Print everything in the records exactly. Leave the pictures out.

────

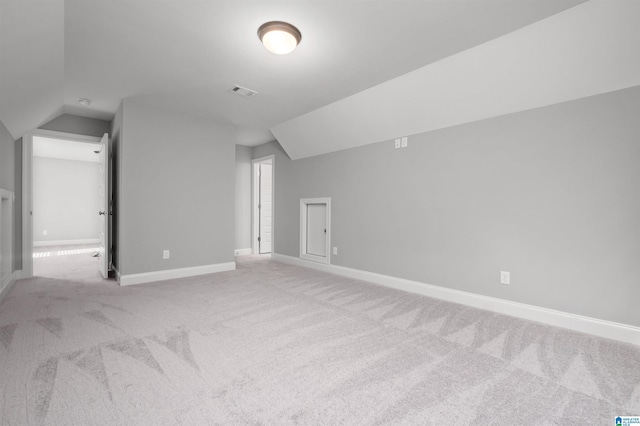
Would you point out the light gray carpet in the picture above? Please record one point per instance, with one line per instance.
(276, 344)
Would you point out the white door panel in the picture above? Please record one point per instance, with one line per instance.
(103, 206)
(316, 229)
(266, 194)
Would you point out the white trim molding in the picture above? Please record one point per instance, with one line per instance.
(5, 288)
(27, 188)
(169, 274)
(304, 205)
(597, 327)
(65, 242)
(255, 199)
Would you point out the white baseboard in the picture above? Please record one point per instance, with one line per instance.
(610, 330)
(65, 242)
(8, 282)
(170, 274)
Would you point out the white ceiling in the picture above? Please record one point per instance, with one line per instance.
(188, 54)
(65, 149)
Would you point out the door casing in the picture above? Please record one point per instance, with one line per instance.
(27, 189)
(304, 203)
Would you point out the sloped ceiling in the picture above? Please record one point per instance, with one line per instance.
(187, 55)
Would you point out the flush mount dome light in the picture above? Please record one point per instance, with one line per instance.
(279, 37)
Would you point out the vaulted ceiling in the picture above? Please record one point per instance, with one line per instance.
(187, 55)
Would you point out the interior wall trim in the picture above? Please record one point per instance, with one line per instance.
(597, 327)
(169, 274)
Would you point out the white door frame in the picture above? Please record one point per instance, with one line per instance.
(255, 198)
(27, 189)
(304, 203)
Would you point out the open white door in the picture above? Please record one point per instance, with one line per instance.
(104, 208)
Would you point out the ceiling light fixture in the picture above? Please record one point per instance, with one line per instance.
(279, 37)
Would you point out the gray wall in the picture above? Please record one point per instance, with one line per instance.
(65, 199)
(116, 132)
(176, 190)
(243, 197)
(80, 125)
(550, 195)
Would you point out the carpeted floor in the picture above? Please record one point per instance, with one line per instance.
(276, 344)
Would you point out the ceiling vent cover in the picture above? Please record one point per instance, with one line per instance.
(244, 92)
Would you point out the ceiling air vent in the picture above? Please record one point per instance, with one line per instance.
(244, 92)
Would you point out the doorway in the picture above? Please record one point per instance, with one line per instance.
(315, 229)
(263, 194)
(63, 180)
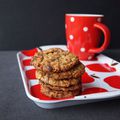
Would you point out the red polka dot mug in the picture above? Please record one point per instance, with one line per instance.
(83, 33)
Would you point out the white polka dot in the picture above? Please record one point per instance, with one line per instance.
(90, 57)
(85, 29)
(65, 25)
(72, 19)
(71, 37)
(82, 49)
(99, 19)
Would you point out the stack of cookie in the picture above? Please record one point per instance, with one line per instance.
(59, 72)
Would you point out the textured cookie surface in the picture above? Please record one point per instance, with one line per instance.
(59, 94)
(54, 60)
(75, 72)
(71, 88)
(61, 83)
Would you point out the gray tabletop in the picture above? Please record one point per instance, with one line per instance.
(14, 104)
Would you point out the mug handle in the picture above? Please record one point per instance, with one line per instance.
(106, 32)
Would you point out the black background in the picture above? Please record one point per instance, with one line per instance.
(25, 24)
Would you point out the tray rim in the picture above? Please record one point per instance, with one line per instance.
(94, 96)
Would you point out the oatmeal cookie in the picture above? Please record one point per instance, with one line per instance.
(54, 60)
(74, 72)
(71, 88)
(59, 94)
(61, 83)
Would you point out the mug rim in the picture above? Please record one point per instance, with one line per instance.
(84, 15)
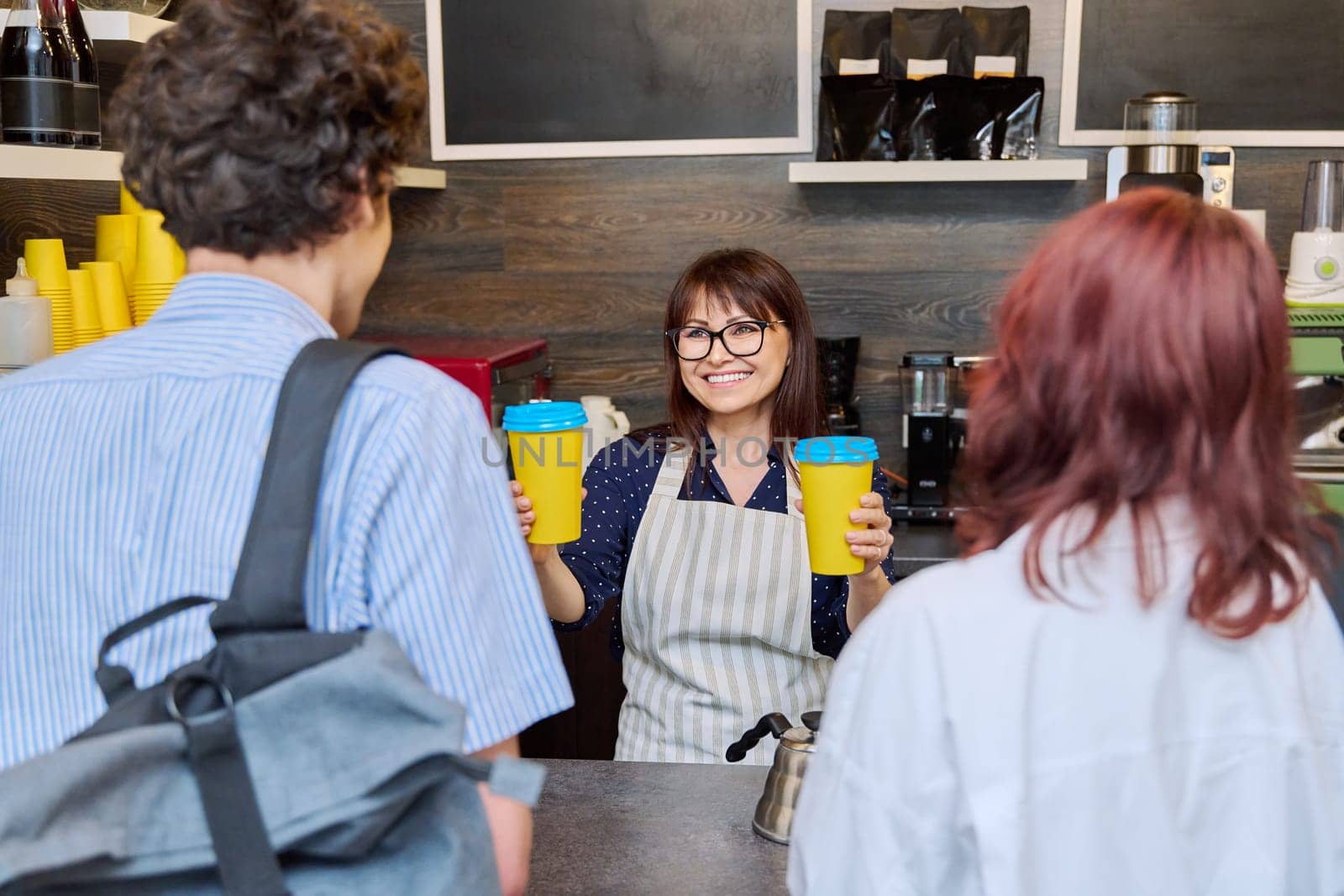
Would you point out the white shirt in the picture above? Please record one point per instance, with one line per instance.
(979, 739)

────

ANSWER BOX
Would you point out the light gray carpet in the picture above? Please record one point per instance, with one line per instance.
(276, 344)
Would you point out the white door panel in the picture above? Please record one point per instance, with one line per instance.
(103, 206)
(316, 229)
(266, 194)
Would you point out the white trim molding in the picture above? Please record one point per instance, with one line per instance.
(5, 288)
(27, 188)
(169, 274)
(304, 205)
(597, 327)
(65, 242)
(255, 199)
Would you point out the white baseboard in the picture above? Please record one point per instance, with one line per instance.
(610, 330)
(65, 242)
(8, 282)
(170, 274)
Would you point out the white ceiling in the picture above? Please record one point per instance, with one line per instance.
(188, 54)
(65, 149)
Would you point out the door casing in the picture above? Please record one point per instance, with one line per instance.
(27, 189)
(304, 203)
Would you point out the sloped ceiling in the picture above? Please record one point per instance, with one line per instance.
(187, 55)
Would you point out the flush mount dome light in the picture above? Please record one point per instance, with one line per instance.
(279, 37)
Would you point out the vaulted ceiling in the picture above? Please record one point per instance, with one line per instance.
(187, 55)
Would you point out the interior wall trim in the picture above? Please record one point per instance, with one line per instance.
(597, 327)
(169, 274)
Would you point out the white door frame in the picture above? Please record one point per instance, with one line per instance.
(255, 198)
(27, 189)
(304, 203)
Would you point out the open white door in the picture above? Please record one point per instance, with one line per instance.
(104, 208)
Would you point out the ceiling light fixture in the picture above? Please record one point per instance, with one line per instance.
(279, 37)
Would you point out the gray wall in the picture above? Please record one point per instance, with one line per instance.
(65, 199)
(116, 132)
(176, 190)
(243, 197)
(80, 125)
(550, 195)
Would you point out the carpeted floor in the picture above? Please record one point per instance, with one line per instance.
(276, 344)
Would you point out the ceiling vent cover in the picture above? Please record one point per instance, with one line per instance.
(244, 92)
Would you point out the ceiling air vent in the picture above? Please record one point per instance, with one line per instance.
(244, 92)
Would you point out the doorway in the picture above? Please record one point per instance, with one line per instance.
(315, 229)
(263, 194)
(63, 180)
Would you point out the red polka dot mug in the picture above? Please record one point per instance, with one line per instance.
(83, 33)
Would you point out the white polka dot in the picture above? Please record one point per instance, with one line per instance.
(90, 57)
(85, 29)
(65, 25)
(72, 19)
(71, 37)
(82, 49)
(99, 19)
Would you point out the stack of cookie in the picture above? Please record one point per instance, with one line per instance.
(59, 72)
Would you point out the textured cookie surface in the picture above? Please record one point per instance, with one line per instance.
(59, 94)
(54, 60)
(75, 72)
(71, 88)
(61, 83)
Would you point out the gray tabletop in the picture above? Please record one point per instance, with one line per instance.
(14, 104)
Would you point out the mug handle in the picture above? Please record one point per instance, with one line per instance.
(106, 32)
Would you point out the black background in the picture above? Please record one point per instance, with one line per instance.
(25, 24)
Would you point out the tray rim in the picture above? Please record one point per instance, with one line per instance.
(94, 96)
Would you point out the oatmeal cookie in the picture above? Please record one point per instance, with one line per instance.
(54, 60)
(74, 72)
(71, 88)
(59, 94)
(61, 83)
Would you point out the mug rim in the picture above? Please record one point per instance, with one line per instance.
(84, 15)
Would you point out the white shirt in the picture above? Please record one point per instance, with one line per instance.
(979, 739)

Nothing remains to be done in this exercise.